◆ Given exercise ◆
Output every line from the very first one down through the line containing "M 4 85 L 0 93", with both ends included, and copy each one exactly.

◆ Source records ◆
"""
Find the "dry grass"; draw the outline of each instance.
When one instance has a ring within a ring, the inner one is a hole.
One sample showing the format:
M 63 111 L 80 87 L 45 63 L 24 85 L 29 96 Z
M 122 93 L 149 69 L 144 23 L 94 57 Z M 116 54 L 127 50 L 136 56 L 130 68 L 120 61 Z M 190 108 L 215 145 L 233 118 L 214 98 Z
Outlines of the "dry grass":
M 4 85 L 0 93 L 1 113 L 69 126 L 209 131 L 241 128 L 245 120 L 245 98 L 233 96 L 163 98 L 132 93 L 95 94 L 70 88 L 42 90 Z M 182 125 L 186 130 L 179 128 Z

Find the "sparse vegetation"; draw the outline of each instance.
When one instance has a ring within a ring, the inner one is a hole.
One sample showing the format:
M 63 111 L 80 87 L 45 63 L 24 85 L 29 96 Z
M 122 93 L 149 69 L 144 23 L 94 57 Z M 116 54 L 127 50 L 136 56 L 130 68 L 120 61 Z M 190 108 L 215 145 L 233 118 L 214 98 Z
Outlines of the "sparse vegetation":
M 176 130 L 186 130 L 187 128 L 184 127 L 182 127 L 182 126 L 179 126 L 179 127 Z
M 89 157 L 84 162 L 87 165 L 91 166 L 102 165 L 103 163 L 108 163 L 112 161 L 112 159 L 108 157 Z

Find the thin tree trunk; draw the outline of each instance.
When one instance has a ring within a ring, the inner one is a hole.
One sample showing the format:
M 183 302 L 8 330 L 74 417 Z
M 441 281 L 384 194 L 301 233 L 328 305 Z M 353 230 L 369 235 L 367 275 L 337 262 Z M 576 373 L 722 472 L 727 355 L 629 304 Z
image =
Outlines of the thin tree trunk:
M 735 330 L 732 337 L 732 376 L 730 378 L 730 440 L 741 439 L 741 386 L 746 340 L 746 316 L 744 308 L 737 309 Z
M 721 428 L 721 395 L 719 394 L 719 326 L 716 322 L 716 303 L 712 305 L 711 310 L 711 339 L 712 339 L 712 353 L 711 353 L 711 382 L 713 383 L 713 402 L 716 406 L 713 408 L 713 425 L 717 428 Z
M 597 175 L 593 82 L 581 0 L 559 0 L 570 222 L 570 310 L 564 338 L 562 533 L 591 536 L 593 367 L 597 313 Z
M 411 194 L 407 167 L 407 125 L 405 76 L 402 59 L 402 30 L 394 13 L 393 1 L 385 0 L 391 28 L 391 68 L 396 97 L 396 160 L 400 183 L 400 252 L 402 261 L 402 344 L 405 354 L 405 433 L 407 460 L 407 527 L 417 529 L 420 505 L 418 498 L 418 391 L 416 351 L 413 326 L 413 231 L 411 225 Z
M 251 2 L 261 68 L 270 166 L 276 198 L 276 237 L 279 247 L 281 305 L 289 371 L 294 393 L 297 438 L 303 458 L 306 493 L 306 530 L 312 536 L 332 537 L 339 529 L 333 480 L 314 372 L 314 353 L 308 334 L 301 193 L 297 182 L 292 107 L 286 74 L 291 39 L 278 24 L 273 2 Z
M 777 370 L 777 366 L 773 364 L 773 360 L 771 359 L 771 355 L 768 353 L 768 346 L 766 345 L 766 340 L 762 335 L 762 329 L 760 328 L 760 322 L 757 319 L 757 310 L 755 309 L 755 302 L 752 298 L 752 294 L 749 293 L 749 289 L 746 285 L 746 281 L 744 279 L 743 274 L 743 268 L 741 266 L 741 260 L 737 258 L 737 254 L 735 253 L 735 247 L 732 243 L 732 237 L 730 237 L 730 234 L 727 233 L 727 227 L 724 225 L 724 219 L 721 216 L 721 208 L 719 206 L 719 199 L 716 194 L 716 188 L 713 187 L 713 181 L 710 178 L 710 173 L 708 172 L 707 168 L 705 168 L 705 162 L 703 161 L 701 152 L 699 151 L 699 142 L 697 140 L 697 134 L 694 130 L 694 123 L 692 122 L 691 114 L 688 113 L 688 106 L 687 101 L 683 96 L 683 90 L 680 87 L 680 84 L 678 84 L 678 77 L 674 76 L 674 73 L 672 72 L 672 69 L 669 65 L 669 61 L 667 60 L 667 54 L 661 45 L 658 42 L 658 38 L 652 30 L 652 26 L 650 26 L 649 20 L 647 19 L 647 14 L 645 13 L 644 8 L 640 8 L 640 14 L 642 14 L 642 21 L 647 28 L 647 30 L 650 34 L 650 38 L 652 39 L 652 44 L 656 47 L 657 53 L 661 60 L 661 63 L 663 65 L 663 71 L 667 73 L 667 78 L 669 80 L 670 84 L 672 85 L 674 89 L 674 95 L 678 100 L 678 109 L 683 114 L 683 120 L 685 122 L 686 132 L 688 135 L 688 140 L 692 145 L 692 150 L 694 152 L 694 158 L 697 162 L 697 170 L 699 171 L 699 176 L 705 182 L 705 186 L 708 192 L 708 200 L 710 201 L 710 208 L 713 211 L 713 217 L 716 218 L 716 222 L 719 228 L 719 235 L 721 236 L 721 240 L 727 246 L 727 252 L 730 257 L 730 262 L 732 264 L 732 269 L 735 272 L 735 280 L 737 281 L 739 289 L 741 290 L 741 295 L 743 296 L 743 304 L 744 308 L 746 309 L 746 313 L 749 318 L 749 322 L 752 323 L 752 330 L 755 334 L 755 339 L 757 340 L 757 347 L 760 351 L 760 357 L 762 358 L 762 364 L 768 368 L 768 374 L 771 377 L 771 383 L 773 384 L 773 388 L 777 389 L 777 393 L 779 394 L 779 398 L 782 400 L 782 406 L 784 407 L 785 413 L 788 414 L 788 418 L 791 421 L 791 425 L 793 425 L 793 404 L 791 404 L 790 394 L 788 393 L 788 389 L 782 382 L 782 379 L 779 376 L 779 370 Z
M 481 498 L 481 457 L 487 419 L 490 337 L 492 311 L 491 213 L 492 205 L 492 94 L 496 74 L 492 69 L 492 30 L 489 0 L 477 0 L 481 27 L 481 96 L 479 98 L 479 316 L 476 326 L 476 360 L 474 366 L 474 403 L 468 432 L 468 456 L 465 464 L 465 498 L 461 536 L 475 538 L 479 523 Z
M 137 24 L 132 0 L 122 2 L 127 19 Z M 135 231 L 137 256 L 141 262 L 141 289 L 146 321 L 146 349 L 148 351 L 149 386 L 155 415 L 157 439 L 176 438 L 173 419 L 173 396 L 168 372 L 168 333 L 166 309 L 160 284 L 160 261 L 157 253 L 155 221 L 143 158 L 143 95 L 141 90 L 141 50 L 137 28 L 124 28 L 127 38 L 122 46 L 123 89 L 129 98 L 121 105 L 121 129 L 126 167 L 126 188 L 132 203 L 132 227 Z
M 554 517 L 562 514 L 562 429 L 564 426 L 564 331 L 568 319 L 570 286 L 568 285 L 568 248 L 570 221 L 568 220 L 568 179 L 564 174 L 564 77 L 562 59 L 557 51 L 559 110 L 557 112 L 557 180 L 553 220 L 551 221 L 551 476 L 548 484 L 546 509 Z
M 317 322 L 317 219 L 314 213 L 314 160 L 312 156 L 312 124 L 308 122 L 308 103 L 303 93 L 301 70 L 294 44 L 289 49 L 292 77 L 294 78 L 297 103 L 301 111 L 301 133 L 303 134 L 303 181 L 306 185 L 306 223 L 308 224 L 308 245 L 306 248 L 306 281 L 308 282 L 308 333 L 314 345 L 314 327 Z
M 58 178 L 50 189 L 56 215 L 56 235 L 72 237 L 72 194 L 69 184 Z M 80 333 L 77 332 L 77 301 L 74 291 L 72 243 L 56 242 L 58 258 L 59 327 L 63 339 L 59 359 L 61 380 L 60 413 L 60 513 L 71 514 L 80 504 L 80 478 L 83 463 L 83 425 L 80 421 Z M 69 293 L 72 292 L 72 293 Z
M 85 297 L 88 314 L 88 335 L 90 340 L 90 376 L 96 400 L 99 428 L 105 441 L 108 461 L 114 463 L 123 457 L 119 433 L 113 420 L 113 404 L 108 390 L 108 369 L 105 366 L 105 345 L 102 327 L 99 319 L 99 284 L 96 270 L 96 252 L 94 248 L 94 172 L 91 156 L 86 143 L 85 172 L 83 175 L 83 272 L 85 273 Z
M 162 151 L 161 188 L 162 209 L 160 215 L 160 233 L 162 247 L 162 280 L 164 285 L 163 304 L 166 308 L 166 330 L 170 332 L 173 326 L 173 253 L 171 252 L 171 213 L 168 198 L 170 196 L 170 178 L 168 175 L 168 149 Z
"""
◆ Full solution ◆
Find the "dry grass"; draw the outline of each instance.
When one instance has a ring within a ring, the inner one is a hole.
One sample showing the format:
M 63 111 L 80 87 L 45 63 L 24 85 L 29 96 Z
M 122 93 L 149 69 L 144 23 L 94 57 Z M 116 54 L 127 50 L 136 56 L 130 68 L 120 61 Z M 190 108 L 215 145 L 233 118 L 214 98 Z
Outlines of the "dry grass":
M 4 85 L 0 93 L 1 113 L 69 126 L 209 131 L 241 128 L 245 120 L 245 98 L 233 96 L 163 98 L 132 93 L 95 94 L 70 88 L 42 90 Z M 182 125 L 186 130 L 179 128 Z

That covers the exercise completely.